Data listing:
------------------------------------

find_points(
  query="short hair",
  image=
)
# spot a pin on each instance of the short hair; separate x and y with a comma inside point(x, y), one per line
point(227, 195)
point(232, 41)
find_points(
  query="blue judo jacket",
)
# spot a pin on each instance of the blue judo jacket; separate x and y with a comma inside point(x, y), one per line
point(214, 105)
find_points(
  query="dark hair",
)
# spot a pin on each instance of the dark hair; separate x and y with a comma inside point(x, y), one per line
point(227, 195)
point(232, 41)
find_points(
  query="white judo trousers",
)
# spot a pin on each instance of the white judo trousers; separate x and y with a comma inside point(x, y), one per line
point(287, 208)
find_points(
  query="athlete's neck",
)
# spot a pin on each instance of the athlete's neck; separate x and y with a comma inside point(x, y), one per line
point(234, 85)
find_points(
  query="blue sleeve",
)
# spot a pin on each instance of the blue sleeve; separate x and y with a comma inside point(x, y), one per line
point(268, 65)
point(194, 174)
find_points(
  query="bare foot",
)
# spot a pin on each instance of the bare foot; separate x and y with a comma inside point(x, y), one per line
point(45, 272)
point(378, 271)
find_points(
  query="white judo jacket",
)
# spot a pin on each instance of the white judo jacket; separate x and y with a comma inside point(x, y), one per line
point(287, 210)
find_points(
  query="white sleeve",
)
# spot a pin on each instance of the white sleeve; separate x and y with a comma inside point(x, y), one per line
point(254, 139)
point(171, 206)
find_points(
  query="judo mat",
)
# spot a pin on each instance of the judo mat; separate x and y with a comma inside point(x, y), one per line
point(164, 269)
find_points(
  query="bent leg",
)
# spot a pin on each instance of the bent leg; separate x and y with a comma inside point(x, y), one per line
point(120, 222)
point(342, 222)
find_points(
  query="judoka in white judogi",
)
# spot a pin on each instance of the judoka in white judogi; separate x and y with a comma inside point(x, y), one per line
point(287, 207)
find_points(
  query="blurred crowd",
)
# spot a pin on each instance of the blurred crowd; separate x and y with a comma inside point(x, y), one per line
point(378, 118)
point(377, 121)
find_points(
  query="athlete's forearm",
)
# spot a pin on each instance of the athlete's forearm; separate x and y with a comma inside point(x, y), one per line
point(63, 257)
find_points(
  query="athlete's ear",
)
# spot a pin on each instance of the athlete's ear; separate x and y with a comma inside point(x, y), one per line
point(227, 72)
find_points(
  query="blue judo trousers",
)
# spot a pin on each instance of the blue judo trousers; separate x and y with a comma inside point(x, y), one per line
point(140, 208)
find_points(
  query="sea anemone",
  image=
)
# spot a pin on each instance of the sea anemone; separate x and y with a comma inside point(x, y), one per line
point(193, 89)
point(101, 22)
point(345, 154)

------------------------------------

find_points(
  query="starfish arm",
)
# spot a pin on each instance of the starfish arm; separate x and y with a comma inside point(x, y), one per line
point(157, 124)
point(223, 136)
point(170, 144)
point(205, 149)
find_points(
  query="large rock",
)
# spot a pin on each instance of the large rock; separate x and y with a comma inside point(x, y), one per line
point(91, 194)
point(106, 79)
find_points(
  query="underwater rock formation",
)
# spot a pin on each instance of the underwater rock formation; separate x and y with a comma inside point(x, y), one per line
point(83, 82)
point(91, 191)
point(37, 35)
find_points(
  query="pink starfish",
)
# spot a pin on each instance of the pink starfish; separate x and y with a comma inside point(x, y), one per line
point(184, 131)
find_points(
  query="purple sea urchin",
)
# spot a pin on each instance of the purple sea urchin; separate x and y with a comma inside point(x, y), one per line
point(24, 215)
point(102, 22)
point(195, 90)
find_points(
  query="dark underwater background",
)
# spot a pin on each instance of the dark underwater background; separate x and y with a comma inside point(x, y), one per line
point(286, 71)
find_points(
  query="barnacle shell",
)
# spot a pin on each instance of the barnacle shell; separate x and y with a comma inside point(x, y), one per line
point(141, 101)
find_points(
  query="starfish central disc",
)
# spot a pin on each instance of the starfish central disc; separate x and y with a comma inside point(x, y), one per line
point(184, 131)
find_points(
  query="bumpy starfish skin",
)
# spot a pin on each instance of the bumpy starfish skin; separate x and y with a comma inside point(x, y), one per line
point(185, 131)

------------------------------------

How many lines in the data listing above contain the word "jacket"? Matching is case-sensitive; reply with the number alone.

4